WHAT IS EXPECTED:
Copy out the lines from the first one through the one containing "[(319, 348), (481, 220), (542, 57)]", changing "field scouting" to "site survey" and leaving everything else as it is.

#####

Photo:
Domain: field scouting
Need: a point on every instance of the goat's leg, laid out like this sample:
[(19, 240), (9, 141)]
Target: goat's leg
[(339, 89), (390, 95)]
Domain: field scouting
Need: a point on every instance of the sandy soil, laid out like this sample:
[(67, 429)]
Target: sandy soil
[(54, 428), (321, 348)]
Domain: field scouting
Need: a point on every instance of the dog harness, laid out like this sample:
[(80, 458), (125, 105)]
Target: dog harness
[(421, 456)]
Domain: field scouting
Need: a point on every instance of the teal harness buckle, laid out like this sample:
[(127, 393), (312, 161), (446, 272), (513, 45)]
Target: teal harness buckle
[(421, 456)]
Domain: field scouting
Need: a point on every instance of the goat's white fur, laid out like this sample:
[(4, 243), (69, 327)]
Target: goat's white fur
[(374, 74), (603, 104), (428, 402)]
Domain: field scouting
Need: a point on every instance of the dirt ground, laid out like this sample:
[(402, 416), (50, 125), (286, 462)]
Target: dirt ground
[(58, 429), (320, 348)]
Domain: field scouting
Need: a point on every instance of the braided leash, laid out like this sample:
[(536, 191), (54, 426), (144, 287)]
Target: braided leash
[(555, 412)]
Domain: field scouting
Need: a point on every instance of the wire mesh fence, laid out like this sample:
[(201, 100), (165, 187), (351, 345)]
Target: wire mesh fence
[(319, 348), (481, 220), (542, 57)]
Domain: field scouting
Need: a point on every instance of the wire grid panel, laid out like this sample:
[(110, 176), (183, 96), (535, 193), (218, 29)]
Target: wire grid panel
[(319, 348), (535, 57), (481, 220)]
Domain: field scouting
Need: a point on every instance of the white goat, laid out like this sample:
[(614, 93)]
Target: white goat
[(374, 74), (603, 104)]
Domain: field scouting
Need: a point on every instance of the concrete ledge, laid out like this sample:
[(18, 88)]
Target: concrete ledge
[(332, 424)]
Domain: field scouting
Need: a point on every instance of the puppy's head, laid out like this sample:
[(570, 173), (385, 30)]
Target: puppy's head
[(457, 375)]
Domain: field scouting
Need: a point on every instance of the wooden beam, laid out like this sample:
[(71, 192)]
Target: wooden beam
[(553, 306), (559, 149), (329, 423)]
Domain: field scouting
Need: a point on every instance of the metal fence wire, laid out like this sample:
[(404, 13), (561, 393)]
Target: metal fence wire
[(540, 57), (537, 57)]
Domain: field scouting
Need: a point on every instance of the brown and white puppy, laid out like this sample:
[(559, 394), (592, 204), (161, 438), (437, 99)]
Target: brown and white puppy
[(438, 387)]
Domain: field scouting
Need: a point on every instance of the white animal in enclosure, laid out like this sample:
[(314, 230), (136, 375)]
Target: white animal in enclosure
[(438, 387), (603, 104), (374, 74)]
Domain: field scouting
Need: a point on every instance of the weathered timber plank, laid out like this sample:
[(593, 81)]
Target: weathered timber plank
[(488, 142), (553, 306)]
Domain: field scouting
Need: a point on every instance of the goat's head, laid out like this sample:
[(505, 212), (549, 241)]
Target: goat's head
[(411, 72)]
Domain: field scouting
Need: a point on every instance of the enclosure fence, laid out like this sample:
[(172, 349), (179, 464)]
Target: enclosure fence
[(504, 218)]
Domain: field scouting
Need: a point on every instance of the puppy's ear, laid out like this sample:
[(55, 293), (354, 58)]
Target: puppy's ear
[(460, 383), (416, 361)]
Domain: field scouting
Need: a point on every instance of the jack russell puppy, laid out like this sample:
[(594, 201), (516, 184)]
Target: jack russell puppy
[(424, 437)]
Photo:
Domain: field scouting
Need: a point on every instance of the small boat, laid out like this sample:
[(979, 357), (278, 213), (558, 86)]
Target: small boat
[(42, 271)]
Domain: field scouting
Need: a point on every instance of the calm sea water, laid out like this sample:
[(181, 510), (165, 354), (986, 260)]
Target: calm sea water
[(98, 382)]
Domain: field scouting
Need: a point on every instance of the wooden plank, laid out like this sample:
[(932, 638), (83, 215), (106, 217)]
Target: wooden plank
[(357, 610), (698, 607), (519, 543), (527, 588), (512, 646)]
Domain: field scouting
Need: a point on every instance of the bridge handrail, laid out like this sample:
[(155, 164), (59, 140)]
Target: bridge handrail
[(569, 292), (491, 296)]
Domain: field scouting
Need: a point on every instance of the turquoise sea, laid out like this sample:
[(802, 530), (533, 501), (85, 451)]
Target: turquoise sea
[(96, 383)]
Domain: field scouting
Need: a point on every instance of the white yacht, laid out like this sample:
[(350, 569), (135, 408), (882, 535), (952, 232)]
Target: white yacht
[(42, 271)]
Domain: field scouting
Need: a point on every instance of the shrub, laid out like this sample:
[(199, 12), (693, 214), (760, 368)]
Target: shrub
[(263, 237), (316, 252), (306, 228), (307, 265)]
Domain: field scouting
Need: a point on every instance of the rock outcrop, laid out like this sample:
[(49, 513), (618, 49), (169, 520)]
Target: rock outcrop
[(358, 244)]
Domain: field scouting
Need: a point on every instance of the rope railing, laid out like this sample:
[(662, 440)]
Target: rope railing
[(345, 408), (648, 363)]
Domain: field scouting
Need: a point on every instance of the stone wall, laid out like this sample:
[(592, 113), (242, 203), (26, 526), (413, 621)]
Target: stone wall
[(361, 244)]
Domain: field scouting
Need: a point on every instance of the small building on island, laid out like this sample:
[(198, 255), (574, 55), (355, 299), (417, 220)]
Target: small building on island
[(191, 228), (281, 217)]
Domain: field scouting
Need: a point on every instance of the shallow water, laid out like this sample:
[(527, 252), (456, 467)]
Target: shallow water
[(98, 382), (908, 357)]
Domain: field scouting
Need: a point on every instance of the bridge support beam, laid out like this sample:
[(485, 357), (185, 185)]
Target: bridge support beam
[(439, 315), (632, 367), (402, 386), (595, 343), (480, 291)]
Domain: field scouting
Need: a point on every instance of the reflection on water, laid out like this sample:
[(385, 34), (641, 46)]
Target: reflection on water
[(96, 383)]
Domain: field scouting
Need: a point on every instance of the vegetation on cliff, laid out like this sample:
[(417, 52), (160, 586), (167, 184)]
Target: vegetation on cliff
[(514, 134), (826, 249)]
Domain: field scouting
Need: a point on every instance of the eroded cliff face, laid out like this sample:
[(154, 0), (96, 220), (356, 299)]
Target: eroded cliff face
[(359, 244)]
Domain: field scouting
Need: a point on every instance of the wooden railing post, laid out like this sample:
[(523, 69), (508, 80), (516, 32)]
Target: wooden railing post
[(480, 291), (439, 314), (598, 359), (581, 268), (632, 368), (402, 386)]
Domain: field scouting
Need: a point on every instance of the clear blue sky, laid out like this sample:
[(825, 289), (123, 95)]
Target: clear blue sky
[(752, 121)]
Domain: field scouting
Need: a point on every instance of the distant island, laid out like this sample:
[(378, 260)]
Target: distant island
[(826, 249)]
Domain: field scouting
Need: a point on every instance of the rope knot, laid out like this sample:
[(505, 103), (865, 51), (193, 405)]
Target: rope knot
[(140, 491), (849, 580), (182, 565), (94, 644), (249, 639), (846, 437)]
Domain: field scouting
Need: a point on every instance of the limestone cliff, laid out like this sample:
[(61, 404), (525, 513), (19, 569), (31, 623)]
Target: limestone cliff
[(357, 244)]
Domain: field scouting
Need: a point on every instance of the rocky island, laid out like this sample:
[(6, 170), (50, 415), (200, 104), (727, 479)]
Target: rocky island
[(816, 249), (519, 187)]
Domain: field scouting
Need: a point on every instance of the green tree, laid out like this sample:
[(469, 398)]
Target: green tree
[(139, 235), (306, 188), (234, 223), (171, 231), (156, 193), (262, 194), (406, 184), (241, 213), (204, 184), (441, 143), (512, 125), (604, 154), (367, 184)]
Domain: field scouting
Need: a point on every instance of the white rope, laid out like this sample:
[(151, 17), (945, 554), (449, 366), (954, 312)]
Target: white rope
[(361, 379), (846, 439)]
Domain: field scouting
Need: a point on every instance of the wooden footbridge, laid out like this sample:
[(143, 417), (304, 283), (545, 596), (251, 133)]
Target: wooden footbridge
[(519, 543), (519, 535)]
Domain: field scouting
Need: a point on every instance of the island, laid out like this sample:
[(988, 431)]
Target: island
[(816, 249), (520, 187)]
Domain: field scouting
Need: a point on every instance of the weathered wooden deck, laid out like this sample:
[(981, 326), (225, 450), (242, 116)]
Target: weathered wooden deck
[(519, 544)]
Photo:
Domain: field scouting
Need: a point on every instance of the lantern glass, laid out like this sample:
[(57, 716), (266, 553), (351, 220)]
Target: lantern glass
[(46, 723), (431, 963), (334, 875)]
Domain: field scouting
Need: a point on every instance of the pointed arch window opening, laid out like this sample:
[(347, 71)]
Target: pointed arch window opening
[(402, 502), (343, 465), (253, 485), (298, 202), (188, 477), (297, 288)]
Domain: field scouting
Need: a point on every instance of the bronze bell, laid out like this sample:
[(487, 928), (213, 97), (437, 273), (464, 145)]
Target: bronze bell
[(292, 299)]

#####

TASK RESPONSE:
Photo:
Domain: site survey
Need: a point on every instance of the goat's leg, laid out like this sample:
[(19, 240), (9, 141)]
Target: goat's leg
[(339, 89), (390, 95)]
Domain: site survey
Need: a point on every instance of the sandy soil, laid out like this sample:
[(67, 429)]
Target: sandy soil
[(54, 428), (321, 348)]
Domain: site survey
Need: a point on every instance of the dog harness, laid out like this sample:
[(80, 458), (125, 105)]
Target: dog harness
[(421, 456)]
Domain: site survey
Need: a point on every instance of the teal harness buckle, laid out like this sample:
[(127, 393), (312, 161), (446, 272), (513, 45)]
Target: teal harness buckle
[(421, 456)]
Domain: site survey
Need: a point on every instance of the goat's white fur, laid out like this sample:
[(4, 243), (69, 327)]
Target: goat's white fur
[(374, 74), (603, 104), (428, 402)]
Domain: site survey
Need: a point on every instance of the dirt ground, laid out like this sample:
[(402, 416), (50, 125), (286, 462)]
Target: dirt ground
[(58, 429), (320, 348)]
Domain: site survey
Need: a point on every instance of the braided leash, laid out like this sample:
[(536, 191), (54, 426), (144, 287)]
Target: braided leash
[(555, 412)]
Domain: site survey
Need: a point on every instance of the wire mesh fence, laid out like this sample:
[(201, 100), (165, 187), (351, 345)]
Target: wire mesh fence
[(319, 348), (481, 220), (542, 57)]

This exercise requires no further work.